### TASK TO CARRY OUT
Transcribe the passage on good behaviour bonds word for word, starting at the words "In the Australian legal system, a" and stopping after "and juvenile offenders.".

### SELECTED TEXT
== == ==
= Good behaviour bond =

Type of non-custodial sentence in the Australian legal system

In the Australian legal system, a good behaviour bond is a type of non-custodial sentence which involves the condition of the offender's "good behaviour" for a set period. The condition of "good behaviour" primarily requires the offender to obey the law, but may also include additional probation officer supervision, mandatory medical treatment or participation in rehabilitation, counselling and intervention programs. These imposed conditions are determined by state legislation and at the magistrate's discretion. A good behaviour bond may be established with or without a recorded legal conviction for the offence. The specific conditions which constitute a good behaviour bond, as well as the consequences for breaching them, vary under each Australian state or territory's legislation, but overall are used most commonly for first-time and juvenile offenders.
== == ==
### PROVIDED RECORDS
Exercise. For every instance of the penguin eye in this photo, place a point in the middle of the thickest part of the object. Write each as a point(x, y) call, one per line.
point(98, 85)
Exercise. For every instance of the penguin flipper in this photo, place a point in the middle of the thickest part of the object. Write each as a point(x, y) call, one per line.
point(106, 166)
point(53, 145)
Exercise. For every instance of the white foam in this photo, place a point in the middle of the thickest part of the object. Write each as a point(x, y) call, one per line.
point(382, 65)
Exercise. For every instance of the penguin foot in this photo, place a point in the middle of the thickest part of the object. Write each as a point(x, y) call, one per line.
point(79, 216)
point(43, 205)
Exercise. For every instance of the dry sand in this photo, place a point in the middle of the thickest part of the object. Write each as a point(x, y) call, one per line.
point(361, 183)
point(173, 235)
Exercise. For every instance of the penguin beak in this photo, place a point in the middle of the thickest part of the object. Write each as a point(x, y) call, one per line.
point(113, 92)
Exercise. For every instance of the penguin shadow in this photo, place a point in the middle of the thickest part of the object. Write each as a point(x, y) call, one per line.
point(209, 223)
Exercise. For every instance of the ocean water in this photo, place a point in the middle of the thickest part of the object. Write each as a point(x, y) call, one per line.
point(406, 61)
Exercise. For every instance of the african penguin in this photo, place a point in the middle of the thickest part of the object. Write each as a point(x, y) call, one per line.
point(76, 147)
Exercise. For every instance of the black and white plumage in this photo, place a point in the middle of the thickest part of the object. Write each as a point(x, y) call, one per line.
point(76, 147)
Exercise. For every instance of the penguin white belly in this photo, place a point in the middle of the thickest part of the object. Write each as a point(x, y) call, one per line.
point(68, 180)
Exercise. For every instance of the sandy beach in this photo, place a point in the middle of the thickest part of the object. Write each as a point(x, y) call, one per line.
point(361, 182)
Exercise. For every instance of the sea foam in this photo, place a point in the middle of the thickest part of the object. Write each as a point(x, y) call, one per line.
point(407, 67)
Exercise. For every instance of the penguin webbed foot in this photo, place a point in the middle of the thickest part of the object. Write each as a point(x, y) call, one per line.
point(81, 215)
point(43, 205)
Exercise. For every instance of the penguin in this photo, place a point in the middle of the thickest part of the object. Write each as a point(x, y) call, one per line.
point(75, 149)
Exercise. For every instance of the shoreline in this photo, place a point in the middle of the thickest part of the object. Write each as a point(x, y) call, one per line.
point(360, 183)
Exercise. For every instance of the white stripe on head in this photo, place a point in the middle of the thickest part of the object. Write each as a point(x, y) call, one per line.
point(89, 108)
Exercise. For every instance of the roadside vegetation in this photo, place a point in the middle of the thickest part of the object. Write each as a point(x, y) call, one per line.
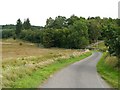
point(107, 67)
point(34, 47)
point(21, 60)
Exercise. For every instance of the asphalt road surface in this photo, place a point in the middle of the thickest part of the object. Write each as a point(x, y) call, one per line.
point(82, 74)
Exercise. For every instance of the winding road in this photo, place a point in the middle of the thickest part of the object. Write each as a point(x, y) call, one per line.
point(82, 74)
== == ==
### RESULT
In the Australian legal system, a good behaviour bond is a type of non-custodial sentence which involves the condition of the offender's "good behaviour" for a set period. The condition of "good behaviour" primarily requires the offender to obey the law, but may also include additional probation officer supervision, mandatory medical treatment or participation in rehabilitation, counselling and intervention programs. These imposed conditions are determined by state legislation and at the magistrate's discretion. A good behaviour bond may be established with or without a recorded legal conviction for the offence. The specific conditions which constitute a good behaviour bond, as well as the consequences for breaching them, vary under each Australian state or territory's legislation, but overall are used most commonly for first-time and juvenile offenders.